Your objective: Below are entries; copy exactly the lines from the one with "Query: black trousers" through the one with "find furry microphone", both included, and leave out the rest.

Start of Data provided

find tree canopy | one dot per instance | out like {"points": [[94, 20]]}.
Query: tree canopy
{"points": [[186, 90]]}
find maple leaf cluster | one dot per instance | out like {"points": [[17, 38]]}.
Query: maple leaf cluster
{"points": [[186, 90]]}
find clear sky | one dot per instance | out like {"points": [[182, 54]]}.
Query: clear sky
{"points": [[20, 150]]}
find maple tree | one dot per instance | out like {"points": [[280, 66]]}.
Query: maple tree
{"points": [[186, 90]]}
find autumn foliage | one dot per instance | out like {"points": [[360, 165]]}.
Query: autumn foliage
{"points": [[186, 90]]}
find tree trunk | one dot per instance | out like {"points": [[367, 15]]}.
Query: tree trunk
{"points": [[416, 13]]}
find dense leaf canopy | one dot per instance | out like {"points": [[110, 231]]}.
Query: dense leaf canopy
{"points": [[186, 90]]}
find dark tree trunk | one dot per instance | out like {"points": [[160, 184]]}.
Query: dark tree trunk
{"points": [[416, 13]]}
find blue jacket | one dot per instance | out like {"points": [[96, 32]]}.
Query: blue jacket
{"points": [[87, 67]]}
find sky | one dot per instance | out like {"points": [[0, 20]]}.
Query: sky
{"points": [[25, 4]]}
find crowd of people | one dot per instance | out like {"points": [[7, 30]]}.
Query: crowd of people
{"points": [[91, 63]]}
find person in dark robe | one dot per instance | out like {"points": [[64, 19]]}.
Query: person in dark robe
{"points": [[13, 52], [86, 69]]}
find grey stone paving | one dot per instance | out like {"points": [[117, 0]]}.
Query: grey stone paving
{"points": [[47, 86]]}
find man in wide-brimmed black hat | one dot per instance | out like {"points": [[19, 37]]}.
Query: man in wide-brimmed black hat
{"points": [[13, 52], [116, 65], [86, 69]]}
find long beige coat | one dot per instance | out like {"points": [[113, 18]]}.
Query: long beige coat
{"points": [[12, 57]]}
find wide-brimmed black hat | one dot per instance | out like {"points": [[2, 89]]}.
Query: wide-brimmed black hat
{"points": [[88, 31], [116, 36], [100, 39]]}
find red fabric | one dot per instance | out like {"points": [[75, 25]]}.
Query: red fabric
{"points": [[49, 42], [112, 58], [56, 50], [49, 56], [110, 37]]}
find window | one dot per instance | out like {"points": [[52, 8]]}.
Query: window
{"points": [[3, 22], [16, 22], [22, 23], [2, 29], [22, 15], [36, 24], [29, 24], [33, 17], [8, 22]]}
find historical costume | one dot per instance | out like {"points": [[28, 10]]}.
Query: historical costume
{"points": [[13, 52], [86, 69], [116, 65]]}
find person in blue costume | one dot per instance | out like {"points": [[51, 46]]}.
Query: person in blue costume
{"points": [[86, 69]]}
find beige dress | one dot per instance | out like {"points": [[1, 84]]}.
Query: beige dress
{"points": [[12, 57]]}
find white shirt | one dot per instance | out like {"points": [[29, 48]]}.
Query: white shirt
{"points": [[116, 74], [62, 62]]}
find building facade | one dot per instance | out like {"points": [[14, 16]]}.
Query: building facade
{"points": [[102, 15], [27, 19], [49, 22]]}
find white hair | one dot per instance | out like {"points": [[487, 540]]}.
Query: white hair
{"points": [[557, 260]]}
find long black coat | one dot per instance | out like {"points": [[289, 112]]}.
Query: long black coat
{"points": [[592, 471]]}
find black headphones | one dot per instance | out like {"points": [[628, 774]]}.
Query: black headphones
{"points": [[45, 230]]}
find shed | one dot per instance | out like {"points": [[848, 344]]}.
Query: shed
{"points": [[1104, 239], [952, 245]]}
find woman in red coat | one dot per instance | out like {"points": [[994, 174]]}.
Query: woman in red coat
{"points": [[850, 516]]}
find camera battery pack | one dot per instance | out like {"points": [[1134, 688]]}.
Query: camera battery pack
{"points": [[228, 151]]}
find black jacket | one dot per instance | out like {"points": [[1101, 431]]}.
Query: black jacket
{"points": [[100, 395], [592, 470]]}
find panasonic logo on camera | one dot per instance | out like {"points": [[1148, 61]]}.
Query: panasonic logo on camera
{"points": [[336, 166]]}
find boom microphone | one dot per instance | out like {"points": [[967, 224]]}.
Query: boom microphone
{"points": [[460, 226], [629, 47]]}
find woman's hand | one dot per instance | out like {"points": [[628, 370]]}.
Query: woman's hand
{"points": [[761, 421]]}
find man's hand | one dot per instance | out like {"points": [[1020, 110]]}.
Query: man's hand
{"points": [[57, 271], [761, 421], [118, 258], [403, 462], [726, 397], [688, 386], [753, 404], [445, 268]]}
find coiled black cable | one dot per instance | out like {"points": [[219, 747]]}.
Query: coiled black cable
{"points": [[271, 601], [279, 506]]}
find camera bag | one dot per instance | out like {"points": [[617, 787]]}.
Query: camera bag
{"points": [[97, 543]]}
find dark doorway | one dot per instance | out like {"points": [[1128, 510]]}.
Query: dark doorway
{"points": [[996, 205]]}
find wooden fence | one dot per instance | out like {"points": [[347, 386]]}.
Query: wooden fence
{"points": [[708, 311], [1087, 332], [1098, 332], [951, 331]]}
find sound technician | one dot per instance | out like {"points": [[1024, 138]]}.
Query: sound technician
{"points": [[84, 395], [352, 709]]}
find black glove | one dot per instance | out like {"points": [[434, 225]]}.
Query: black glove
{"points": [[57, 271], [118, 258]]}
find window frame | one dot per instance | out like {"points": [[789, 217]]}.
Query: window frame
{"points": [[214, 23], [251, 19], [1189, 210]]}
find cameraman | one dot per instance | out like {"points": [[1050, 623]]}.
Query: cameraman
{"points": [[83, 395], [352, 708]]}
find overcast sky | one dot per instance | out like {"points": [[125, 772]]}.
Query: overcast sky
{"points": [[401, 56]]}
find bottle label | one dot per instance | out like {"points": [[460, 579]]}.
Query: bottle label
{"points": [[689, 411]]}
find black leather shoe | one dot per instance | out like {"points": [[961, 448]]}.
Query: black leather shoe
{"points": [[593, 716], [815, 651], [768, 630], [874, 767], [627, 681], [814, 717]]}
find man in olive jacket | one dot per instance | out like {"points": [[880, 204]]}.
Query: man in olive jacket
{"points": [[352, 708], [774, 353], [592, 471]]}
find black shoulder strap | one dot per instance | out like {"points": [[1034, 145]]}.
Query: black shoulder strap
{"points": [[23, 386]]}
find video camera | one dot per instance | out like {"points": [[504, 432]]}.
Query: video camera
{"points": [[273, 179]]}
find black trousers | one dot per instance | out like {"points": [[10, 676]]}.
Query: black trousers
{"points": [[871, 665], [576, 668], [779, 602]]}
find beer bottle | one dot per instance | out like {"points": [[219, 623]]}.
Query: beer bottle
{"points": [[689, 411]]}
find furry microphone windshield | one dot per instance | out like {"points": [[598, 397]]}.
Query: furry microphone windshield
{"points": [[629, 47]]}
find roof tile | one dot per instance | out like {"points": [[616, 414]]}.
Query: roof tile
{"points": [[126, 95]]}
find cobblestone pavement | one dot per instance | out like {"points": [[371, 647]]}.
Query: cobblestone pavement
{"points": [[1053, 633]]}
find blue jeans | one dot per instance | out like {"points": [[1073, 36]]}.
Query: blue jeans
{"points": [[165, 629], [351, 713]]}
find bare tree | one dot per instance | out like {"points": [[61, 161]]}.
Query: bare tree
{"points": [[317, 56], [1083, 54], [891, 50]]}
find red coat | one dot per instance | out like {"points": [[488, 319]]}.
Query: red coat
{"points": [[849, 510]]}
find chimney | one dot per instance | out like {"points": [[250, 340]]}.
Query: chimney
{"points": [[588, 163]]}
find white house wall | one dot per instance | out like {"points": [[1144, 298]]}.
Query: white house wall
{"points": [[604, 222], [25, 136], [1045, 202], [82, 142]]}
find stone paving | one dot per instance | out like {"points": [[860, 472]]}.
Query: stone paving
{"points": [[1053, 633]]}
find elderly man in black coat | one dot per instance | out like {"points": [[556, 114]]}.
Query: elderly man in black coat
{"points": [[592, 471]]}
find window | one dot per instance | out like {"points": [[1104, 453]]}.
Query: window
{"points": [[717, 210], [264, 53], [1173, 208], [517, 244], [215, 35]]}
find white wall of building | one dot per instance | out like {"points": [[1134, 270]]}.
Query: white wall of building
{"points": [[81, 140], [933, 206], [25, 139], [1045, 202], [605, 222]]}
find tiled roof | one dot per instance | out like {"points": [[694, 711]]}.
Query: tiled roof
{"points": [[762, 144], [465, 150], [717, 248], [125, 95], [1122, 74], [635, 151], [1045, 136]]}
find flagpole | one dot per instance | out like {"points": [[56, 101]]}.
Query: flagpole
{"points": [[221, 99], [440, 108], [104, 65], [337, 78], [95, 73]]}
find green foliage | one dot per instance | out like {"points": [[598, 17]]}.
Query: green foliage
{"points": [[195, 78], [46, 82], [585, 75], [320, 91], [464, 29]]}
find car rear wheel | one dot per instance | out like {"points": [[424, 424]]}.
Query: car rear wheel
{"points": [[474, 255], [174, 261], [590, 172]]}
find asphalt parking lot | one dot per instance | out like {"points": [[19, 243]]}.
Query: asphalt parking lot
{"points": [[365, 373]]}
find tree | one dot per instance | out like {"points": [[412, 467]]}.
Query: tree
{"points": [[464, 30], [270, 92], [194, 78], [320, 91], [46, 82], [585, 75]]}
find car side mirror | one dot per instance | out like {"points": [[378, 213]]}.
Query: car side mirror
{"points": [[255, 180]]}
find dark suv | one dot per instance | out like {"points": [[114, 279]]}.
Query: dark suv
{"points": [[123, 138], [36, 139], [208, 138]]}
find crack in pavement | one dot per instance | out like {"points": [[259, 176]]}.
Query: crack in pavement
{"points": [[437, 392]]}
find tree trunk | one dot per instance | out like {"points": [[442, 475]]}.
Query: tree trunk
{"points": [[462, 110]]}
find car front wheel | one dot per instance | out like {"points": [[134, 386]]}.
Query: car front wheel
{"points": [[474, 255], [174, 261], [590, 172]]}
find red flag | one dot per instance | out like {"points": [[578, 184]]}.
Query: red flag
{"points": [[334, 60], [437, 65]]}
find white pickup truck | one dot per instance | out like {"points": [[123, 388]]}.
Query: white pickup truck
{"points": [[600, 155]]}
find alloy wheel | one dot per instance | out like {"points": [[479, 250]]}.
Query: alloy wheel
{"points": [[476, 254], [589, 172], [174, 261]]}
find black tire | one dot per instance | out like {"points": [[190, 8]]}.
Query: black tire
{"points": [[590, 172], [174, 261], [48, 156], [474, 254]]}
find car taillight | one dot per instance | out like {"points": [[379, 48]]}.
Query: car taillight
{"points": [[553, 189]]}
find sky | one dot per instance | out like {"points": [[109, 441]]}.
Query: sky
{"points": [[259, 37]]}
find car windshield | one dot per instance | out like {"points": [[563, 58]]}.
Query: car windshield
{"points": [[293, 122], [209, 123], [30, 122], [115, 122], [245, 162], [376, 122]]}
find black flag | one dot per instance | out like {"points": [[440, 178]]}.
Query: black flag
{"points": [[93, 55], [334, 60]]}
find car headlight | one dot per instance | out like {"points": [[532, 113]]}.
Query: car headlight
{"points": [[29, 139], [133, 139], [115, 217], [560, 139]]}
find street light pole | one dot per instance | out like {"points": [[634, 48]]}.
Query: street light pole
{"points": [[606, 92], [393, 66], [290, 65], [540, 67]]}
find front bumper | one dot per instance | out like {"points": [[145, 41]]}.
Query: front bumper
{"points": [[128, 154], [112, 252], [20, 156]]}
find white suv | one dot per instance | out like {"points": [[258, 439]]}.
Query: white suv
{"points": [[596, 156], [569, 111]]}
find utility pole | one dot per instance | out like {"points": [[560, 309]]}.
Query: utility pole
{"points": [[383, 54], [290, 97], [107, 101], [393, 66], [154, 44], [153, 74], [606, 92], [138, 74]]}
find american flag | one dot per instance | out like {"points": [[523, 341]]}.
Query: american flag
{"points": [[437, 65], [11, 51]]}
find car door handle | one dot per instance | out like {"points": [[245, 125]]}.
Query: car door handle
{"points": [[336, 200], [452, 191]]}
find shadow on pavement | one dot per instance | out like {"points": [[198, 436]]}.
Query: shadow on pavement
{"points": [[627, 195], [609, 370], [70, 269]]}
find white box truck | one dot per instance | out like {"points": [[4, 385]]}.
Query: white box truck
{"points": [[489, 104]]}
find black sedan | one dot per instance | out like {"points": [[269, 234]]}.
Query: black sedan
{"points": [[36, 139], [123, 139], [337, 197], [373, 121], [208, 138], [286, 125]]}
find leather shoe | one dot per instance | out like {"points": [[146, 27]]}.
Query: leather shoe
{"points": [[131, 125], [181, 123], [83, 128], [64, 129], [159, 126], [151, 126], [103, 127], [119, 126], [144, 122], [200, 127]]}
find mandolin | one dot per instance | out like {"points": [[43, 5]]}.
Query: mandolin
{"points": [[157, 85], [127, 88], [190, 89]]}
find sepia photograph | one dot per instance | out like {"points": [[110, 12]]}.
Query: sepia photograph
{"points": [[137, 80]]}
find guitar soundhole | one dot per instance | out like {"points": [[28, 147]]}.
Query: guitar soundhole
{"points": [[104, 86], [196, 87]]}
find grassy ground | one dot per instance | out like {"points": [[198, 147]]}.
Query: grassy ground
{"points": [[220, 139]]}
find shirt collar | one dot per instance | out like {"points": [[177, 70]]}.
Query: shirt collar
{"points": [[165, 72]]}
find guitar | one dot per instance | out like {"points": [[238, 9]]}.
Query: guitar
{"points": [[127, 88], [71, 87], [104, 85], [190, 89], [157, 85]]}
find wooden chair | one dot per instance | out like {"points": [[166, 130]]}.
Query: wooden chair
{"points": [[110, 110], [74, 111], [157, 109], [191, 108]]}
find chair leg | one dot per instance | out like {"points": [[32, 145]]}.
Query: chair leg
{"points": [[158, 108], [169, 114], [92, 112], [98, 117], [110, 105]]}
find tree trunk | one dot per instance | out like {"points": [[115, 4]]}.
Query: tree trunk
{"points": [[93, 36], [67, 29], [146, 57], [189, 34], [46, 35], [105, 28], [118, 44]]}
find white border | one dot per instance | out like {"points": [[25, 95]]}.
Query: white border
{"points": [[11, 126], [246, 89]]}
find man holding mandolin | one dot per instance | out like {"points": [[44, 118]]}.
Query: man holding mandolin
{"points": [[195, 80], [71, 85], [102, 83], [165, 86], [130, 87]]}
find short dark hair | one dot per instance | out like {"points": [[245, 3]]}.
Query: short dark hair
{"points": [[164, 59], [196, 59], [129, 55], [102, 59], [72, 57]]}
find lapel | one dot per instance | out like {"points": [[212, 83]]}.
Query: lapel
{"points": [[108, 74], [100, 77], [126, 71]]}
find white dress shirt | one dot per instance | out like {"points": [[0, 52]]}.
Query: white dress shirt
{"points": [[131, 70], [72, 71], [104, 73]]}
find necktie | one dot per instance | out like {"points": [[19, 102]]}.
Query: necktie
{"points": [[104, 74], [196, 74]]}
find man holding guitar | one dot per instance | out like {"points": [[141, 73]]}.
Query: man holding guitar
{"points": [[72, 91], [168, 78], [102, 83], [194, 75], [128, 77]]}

End of Data provided

Answer section:
Query: black trousers
{"points": [[871, 665], [576, 668], [779, 602]]}
find beer bottle | one dot per instance | out like {"points": [[219, 623]]}.
Query: beer bottle
{"points": [[689, 411]]}
find furry microphone windshield | one dot per instance | out like {"points": [[598, 397]]}.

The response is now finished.